→ Work required
Below is a set of records. Repeat all of them exactly.

================================

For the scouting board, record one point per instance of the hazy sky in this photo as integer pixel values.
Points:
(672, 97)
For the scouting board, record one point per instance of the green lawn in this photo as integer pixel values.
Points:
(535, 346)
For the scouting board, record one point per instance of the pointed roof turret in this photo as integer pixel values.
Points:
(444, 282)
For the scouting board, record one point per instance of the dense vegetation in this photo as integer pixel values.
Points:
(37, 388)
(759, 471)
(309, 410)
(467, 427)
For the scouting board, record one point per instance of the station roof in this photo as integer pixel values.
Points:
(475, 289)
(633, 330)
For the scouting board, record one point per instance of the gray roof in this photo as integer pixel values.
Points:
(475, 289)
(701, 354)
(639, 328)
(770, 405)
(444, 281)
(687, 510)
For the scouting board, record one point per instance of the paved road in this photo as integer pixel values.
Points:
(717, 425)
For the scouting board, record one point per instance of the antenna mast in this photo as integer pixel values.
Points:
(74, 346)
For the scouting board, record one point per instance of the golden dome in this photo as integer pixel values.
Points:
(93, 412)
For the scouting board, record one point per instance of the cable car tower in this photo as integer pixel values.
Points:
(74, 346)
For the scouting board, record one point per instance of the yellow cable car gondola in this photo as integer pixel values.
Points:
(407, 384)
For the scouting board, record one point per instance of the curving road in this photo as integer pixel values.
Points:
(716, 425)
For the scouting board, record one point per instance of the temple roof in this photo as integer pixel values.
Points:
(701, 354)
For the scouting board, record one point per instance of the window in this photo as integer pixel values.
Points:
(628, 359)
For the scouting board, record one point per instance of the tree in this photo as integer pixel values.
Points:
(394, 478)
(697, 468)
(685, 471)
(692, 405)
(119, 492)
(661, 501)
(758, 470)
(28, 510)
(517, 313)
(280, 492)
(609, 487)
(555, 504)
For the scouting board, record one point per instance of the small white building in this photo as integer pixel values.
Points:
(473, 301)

================================

→ Your response
For the scouting board, record one point per instance of the hazy sky in this photo as integer pixel values.
Points:
(672, 97)
For the scouting board, record one point per instance of the green lawn in this photo as integer pixel values.
Points:
(535, 346)
For the scouting board, record one point per instance of the pointed roof turret in this photo as integer pixel values.
Points:
(444, 282)
For the scouting board, record one point per instance of the dense vegetation in this photo as integer pixel values.
Points:
(37, 388)
(759, 471)
(309, 410)
(467, 427)
For the scouting board, record one point per instance of the station roof in this photo as integer pixel values.
Points:
(475, 289)
(633, 330)
For the scouting board, record one point per instance of the gray roof in this photo as integer pixel values.
Points:
(475, 289)
(701, 354)
(639, 328)
(770, 405)
(444, 281)
(687, 510)
For the scouting board, record one point per instance of the paved road in this photo as integer pixel values.
Points:
(717, 425)
For the scouting board, record one point per instance of the antenna mast in this photo as integer pixel values.
Points:
(74, 346)
For the scouting board, record one point per instance of the golden dome in this photo as integer pixel values.
Points:
(93, 412)
For the scouting board, record one point per instance of the cable car tower in this photo as integer pixel values.
Points:
(74, 346)
For the scouting board, record one point per instance of the yellow cable car gondola in this photo as integer pixel values.
Points:
(407, 384)
For the scouting board, record one point per instance of the curving road in this photo as integer pixel values.
Points:
(716, 425)
For the scouting board, record one point per instance of the temple roof in this photo as integer pixel values.
Points:
(701, 354)
For the scouting board, record one point per instance of the window in this photo as integer pixel values.
Points:
(628, 359)
For the scouting board, record one point per instance of the tree in this photo as integer pixel values.
Points:
(394, 478)
(697, 468)
(685, 471)
(692, 405)
(119, 492)
(661, 501)
(758, 470)
(28, 510)
(517, 313)
(280, 492)
(609, 487)
(555, 504)
For the scouting board, record one point per instance of the small white building in this photo as integer pixel values.
Points:
(473, 301)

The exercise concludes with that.